Page
┌────────
By MCN Editor editor@moviecitynews.com

Sundance Film Festival Adds 3 More

PARK CITY, UT – Sundance Institute announced today that three additional feature films will world premiere in the out-of-competition Premieres and new Documentary Premieres sections of the 2011 Sundance Film Festival: The Future (Director and screenwriter: Miranda July); Flypaper (Director: Rob Minkoff), and Magic Trip (Directors: Alison Ellwood and Alex Gibney). In addition, The Future will go on to screen at the 61st Berlin International Film Festival in February.

The Sundance Film Festival runs January 20-30 in Park City, Salt Lake City, Ogden and Sundance, Utah. The complete list of films is available at www.sundance.org/festival.

“It is significant that Miranda July is able to premiere The Future at our Festival in January and compete at the Berlin International Film Festival the following month. It is the mutual goal of both our Festivals to ensure that this independent filmmaker has as many opportunities as possible to present her work to domestic and international audiences alike,” said John Cooper, Director of the Sundance Film Festival. “We are also honored to welcome to his first Sundance Film Festival Academy Award winner Rob Minkoff, well known to film audiences for The Lion King, and excited to have Festival veterans Alison Ellwood and Alex Gibney returning to us once again.”
└────────
Material shown
┌────────
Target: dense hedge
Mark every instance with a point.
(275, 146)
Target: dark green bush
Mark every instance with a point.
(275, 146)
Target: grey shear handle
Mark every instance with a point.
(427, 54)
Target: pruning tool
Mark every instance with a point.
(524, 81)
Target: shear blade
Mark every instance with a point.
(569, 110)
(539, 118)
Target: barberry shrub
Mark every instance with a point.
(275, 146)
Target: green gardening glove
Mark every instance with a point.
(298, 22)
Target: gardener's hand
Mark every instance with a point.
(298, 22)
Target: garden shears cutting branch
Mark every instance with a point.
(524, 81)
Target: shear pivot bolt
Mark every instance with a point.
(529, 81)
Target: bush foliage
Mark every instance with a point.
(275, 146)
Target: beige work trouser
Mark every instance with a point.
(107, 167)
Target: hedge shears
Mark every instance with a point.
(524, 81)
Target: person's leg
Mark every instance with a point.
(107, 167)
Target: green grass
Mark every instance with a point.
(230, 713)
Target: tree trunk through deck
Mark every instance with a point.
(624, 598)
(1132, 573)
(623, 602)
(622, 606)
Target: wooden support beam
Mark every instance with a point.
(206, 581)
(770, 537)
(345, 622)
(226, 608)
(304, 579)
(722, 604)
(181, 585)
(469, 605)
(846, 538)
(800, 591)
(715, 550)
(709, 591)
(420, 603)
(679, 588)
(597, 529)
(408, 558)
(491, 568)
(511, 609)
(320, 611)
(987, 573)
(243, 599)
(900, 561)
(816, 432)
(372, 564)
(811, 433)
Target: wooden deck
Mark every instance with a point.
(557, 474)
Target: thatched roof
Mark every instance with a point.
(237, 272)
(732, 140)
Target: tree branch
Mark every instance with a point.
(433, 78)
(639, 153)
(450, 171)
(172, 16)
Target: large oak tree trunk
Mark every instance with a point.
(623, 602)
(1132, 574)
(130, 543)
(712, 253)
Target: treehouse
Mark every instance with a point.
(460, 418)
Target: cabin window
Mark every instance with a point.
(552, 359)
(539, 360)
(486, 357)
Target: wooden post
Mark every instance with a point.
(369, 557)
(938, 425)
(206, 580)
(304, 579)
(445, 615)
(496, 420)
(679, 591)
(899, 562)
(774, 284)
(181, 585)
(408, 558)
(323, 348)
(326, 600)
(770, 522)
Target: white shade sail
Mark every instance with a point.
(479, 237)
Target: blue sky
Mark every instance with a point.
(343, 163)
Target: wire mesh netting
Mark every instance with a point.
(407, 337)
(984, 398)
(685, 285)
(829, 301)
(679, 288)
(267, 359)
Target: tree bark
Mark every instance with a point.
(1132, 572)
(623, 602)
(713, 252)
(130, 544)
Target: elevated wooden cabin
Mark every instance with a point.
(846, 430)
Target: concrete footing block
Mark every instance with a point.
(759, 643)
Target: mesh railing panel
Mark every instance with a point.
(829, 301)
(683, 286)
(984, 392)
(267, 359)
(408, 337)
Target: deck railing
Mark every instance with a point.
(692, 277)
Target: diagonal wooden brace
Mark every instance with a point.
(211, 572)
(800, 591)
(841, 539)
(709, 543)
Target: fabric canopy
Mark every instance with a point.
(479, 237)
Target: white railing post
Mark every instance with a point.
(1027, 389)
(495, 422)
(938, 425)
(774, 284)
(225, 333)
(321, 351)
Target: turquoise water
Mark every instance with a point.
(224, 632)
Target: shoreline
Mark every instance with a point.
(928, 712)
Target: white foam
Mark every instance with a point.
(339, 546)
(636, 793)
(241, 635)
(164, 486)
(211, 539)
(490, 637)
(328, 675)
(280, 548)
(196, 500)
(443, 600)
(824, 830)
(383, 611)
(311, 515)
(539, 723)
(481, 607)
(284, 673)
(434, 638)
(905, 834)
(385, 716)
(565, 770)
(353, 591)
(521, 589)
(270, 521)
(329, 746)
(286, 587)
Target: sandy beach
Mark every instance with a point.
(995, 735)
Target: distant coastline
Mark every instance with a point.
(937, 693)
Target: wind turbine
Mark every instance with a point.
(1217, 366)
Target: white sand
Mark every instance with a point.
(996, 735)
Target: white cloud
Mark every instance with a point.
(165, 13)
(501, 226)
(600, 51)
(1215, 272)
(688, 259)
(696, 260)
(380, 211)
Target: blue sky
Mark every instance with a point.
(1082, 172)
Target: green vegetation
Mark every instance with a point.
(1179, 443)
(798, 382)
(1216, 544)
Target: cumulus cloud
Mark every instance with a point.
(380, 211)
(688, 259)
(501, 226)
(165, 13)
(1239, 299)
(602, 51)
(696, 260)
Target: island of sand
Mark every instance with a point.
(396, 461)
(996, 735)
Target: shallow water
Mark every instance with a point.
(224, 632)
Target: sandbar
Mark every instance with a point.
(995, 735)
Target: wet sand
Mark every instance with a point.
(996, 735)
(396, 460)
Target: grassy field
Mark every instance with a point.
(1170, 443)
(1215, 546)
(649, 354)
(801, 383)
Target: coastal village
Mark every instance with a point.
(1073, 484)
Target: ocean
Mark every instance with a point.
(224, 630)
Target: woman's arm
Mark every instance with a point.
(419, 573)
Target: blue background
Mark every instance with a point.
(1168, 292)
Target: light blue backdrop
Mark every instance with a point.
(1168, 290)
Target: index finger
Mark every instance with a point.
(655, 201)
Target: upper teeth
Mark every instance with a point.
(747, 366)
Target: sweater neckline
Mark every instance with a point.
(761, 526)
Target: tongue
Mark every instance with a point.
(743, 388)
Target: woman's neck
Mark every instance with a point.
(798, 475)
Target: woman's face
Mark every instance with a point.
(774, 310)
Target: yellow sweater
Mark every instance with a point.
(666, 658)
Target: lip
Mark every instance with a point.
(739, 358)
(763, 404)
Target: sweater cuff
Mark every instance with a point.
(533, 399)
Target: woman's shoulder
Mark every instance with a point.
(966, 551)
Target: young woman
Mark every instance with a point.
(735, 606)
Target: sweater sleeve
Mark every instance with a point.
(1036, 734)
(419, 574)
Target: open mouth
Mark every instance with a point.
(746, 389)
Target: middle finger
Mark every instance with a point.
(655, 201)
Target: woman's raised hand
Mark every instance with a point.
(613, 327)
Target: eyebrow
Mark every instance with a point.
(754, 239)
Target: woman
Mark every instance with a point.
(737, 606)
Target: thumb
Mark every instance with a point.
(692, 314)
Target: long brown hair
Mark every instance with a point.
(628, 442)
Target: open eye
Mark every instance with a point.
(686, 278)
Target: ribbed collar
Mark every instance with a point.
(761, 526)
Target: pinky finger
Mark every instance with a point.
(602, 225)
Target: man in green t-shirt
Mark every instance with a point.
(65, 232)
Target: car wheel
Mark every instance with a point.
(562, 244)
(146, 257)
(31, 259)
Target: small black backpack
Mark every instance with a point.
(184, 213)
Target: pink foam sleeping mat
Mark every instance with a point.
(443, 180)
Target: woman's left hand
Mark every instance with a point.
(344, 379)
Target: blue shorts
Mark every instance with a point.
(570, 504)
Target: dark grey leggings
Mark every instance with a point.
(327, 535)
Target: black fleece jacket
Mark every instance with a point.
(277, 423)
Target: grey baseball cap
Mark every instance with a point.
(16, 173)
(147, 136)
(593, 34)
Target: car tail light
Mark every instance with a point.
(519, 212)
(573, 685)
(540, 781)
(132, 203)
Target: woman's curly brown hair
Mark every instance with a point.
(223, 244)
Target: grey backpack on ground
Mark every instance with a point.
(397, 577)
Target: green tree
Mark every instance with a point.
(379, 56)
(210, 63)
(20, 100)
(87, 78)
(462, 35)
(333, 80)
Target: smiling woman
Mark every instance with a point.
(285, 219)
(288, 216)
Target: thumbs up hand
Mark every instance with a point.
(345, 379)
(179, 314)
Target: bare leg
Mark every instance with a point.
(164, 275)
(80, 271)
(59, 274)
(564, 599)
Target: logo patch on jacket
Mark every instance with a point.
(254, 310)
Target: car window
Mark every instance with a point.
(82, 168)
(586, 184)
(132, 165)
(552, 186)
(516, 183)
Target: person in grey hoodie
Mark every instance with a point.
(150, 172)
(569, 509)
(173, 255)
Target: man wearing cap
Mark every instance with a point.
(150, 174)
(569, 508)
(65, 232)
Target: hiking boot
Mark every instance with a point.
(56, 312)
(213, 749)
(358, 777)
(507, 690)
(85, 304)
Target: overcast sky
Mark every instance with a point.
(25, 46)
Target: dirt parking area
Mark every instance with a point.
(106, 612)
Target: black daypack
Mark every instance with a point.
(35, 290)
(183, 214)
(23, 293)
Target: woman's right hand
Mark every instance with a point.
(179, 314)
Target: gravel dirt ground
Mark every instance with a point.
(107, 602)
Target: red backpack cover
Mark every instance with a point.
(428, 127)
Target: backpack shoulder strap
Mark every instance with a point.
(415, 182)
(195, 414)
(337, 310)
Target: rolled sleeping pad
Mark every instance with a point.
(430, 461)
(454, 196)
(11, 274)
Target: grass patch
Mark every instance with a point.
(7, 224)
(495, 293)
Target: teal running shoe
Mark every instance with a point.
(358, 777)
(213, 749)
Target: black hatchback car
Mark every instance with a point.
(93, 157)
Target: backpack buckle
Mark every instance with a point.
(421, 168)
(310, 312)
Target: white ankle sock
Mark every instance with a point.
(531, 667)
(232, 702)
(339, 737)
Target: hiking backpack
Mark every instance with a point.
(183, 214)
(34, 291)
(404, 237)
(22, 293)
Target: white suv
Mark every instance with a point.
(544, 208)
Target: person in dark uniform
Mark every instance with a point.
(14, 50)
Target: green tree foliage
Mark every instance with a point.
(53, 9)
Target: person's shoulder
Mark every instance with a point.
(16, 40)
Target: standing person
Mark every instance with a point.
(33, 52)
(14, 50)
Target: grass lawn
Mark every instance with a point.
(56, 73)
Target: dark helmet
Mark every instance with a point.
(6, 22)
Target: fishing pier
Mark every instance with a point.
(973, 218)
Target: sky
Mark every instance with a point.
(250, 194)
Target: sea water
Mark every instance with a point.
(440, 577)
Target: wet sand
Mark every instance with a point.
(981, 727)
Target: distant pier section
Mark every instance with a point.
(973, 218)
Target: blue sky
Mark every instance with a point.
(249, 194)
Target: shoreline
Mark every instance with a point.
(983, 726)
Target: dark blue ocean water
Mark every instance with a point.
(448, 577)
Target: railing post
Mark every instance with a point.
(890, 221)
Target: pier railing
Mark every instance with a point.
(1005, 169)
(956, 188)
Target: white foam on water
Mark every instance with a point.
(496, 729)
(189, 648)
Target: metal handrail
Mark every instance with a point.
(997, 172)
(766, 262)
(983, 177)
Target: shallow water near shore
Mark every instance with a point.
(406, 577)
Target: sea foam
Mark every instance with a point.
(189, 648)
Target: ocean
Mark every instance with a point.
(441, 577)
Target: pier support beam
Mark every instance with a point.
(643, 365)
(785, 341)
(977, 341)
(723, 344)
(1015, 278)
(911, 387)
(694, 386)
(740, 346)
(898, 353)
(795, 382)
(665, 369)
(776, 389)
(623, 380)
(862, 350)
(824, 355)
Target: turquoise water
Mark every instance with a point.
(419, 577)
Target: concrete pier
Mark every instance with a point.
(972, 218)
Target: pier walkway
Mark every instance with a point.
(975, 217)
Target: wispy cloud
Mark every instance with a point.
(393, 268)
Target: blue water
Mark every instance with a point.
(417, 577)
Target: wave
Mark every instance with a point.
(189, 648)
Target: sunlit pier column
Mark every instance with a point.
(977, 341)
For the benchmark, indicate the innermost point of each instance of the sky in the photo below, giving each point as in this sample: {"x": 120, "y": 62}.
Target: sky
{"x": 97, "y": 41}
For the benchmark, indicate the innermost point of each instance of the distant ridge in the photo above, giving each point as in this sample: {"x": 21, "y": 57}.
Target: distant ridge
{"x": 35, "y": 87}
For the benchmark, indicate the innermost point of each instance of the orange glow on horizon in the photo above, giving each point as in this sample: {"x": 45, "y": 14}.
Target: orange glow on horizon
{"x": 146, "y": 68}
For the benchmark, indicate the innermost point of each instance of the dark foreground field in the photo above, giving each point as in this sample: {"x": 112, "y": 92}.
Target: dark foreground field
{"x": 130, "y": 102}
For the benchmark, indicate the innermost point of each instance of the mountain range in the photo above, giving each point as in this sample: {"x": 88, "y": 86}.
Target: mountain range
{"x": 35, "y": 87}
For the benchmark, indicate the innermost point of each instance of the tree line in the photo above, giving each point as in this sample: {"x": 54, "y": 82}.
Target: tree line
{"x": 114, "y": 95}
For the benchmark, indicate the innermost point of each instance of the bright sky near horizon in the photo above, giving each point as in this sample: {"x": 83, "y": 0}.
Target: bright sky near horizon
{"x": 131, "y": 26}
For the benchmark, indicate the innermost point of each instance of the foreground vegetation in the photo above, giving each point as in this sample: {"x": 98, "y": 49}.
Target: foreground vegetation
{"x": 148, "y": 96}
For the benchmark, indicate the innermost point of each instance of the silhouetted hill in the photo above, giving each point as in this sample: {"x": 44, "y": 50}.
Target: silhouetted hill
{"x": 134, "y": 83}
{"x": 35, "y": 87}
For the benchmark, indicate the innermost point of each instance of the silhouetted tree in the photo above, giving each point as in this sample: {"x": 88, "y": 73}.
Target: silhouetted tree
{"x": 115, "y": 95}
└────────
Tasks to complete
1. Answer these questions about the Sundance announcement:
(a) At which festival will The Future screen in February?
(b) On what dates does the Sundance Film Festival run?
(c) Who is the Director of the Sundance Film Festival?
2. From the Sundance announcement, pull out the passage starting at "The Sundance Film Festival runs" and ending at "available at www.sundance.org/festival.", copied word for word.
Answer from the Sundance announcement alone, not from the rows.

Answers provided
1.
(a) The 61st Berlin International Film Festival
(b) January 20-30
(c) John Cooper

2.
The Sundance Film Festival runs January 20-30 in Park City, Salt Lake City, Ogden and Sundance, Utah. The complete list of films is available at www.sundance.org/festival.